Selected passage =>
☆ ☆ ☆
Gastrointestinal Manifestations of Food Allergy

Shereen M. Reda


Pediatr Health. 2009;3(3):217-229. 

In This Article

Abstract and Introduction


Gastrointestinal food allergies are not rare in infants and children. Symptoms include vomiting, reflux, abdominal pains, diarrhea and constipation. Clinical diagnosis requires the exclusion of nonimmunologic diseases that have similar gastrointestinal symptoms. In food allergy, the immune reactions involved can be immunoglobulin (Ig)E-mediated, cell-mediated or both. Symptoms in other target organs are common in cases of IgE-mediated disorders, but not in the cell-mediated disorders in which symptoms are usually localized to the gut. Diagnosis utilizes detailed medical history, clinical evaluation, skin testing, food-specific IgE antibodies, responses to elimination diet and oral food challenges. Endoscopic biopsies are essential in cell-mediated disorders and allergic eosinophilic gastropathies. Treatment includes avoidance of the offending food by a restriction diet in children and the use of hydrolyzed or amino acid-based formulas in young infants. Topical and/or systemic corticosteroids can also be used in eosinophilic esophagitis. Current research is aimed at improving the diagnostic tools and therapeutic options available to patients.


Infants and children often present to clinicians with food-related gastrointestinal (GI) problems that are commonly perceived by the parents to be a food allergy. However, not every case is a true food allergy. There are several nonallergic conditions[1] that have similar GI symptoms to those of food allergies and, thus, nonallergic conditions should be excluded before a definite diagnosis of food allergy is established (Box 1).

Food allergy is an adverse immune response to food protein(s)[2] and affects as many as 6-8% of children below 3 years of age and approximately 4% of adults in the USA.[3] Any food can cause allergy, however, the most common foods that produce allergy in infant and children are cow's milk, hen's egg, soybeans, wheat, peanut, tree nuts, fish and shellfish. In GI food allergies, the underlying immune responses may be IgE-mediated, cell-mediated or both (Box 2). Unlike the acute manifestations seen in IgE-mediated food hypersensitivity, cell-mediated reactions have relatively subacute or chronic symptoms that are difficult to discriminate from gastroenteritis.[2,3,4,5] Delayed diagnosis may result in significant growth retardation, anemia and severe malnutrition in the worst cases.[6]

This review will focus on the current knowledge of various GI food allergic disorders in terms of clinical picture, methods of diagnosis, and treatment.
☆ ☆ ☆
Supplied material =>
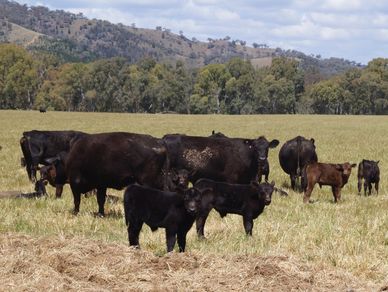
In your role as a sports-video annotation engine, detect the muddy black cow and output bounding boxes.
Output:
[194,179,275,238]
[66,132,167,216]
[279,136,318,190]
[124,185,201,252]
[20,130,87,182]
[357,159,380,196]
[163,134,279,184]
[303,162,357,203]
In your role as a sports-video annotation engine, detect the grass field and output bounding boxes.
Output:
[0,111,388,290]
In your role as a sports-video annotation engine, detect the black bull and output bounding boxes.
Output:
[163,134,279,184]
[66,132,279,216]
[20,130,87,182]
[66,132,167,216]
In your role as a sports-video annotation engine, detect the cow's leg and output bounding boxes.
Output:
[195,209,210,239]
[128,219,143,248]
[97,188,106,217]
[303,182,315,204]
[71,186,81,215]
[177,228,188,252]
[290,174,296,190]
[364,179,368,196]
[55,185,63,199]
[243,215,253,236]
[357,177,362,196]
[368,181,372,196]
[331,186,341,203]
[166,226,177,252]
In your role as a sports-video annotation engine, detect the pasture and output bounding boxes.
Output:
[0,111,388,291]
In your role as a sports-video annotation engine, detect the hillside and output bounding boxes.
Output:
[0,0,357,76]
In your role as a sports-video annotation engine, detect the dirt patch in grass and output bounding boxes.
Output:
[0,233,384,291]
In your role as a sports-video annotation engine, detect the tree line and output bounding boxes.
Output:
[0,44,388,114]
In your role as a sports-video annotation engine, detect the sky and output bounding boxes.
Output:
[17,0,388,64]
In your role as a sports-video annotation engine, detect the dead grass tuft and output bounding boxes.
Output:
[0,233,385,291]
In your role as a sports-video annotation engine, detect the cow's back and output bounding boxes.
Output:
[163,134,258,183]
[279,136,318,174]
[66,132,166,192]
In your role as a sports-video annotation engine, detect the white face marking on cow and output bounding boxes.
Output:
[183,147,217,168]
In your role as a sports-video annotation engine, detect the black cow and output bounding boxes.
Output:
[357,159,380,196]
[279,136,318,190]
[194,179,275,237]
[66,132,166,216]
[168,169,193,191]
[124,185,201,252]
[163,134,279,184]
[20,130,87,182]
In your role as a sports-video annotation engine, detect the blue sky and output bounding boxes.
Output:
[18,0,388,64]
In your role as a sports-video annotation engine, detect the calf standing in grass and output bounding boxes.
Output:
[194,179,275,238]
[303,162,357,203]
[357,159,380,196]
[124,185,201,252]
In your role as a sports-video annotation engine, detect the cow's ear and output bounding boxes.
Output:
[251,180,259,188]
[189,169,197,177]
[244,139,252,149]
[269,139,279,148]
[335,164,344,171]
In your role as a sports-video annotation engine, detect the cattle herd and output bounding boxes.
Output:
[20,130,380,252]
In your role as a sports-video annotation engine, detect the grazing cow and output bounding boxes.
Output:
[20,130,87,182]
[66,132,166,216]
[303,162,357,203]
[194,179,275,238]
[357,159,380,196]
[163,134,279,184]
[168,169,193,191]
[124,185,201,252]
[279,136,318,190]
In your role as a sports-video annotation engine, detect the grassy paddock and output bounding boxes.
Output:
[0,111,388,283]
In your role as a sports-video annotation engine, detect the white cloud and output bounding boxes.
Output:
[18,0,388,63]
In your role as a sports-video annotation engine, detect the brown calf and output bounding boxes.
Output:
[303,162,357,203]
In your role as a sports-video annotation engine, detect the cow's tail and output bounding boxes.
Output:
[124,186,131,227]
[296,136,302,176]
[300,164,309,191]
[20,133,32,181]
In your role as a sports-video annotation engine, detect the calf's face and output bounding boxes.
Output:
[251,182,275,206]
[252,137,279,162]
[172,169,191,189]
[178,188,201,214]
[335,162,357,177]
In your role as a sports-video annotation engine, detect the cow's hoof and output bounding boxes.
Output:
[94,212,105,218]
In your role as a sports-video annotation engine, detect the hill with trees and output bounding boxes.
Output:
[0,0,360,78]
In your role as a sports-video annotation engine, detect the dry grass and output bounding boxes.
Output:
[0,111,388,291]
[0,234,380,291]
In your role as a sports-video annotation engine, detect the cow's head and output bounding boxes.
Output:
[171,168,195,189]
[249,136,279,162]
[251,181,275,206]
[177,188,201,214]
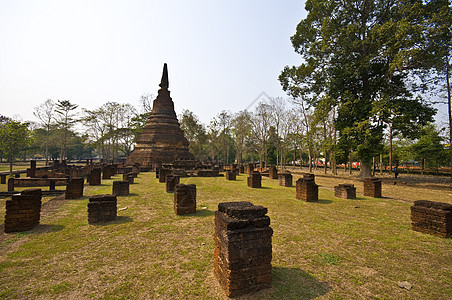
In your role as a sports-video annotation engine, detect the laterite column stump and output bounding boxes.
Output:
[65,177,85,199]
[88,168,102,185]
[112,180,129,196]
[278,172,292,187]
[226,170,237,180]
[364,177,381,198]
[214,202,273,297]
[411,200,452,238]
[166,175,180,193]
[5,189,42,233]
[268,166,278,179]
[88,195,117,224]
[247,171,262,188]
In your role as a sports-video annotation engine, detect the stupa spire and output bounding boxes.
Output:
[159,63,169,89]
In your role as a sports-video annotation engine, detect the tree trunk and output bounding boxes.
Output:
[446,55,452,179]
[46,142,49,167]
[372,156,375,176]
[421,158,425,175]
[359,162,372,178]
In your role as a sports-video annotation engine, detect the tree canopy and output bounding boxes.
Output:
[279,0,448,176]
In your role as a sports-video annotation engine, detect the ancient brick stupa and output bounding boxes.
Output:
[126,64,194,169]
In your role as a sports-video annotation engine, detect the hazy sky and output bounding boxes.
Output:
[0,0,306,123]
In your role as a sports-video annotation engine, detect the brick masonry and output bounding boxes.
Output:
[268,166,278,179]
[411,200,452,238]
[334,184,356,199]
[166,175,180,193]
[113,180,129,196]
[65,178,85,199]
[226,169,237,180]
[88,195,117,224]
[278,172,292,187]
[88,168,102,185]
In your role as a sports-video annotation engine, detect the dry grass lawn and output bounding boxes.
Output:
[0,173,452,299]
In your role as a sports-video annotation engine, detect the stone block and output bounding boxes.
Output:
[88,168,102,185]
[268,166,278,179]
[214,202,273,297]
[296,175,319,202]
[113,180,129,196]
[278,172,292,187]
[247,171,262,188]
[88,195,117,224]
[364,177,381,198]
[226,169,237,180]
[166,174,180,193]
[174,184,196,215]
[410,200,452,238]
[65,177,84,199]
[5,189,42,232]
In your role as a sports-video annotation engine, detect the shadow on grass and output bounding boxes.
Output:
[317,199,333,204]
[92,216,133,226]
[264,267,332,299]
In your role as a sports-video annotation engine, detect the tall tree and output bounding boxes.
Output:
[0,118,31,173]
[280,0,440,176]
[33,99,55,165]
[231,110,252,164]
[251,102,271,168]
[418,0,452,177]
☆ ☆ ☆
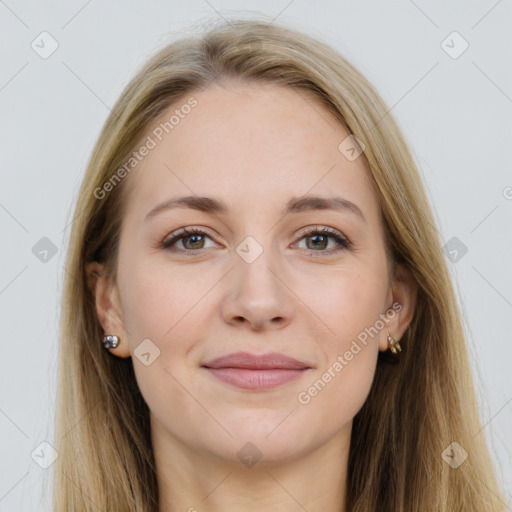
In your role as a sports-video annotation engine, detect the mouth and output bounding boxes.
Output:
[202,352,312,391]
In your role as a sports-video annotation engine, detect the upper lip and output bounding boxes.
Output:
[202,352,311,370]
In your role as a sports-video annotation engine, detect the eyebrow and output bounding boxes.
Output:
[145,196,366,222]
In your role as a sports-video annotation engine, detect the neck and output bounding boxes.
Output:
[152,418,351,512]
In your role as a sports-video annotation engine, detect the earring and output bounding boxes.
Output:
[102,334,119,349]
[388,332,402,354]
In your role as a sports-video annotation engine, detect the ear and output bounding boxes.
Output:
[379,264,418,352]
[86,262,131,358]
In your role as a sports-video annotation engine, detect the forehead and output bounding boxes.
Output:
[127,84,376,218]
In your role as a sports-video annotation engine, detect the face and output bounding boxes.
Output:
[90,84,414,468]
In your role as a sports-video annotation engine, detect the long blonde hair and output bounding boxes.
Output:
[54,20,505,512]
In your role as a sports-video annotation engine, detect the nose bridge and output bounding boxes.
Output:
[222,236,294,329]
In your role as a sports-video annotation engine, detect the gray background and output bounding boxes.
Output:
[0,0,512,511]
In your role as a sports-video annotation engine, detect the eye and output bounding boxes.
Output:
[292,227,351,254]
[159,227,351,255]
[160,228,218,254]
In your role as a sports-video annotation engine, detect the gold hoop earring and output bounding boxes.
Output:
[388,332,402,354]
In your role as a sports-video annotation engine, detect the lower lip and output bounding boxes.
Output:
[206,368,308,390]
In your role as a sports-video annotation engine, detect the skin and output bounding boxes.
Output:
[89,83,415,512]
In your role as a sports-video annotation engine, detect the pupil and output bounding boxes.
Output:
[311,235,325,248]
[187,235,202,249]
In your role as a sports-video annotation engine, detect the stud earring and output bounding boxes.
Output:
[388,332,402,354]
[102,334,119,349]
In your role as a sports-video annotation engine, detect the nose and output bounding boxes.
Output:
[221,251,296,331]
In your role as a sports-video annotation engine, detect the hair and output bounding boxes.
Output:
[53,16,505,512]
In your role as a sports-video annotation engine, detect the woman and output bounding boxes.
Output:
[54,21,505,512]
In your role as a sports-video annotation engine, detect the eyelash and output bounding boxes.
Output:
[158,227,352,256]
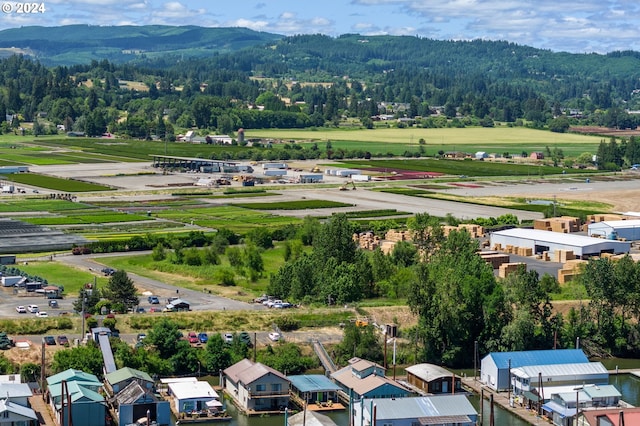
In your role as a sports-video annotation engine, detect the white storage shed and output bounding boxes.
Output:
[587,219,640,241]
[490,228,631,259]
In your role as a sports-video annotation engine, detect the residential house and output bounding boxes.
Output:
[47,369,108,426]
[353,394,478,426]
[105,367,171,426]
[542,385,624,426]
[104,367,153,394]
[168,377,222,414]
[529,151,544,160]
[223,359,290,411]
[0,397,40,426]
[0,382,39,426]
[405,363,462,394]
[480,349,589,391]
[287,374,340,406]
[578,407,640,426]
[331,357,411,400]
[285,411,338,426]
☆ ☆ ☆
Brief 1 => From the food allergy review, extract everything from "This review will" down to "diagnosis, and treatment.".
Brief 2 =>
Answer these questions using the food allergy review:
(a) What share of children below 3 years of age in the USA does food allergy affect?
(b) What kinds of formula are used for young infants?
(c) In which disorders are endoscopic biopsies essential?

Written response 1 =>
This review will focus on the current knowledge of various GI food allergic disorders in terms of clinical picture, methods of diagnosis, and treatment.

Written response 2 =>
(a) As many as 6-8%.
(b) Hydrolyzed or amino acid-based formulas.
(c) Cell-mediated disorders and allergic eosinophilic gastropathies.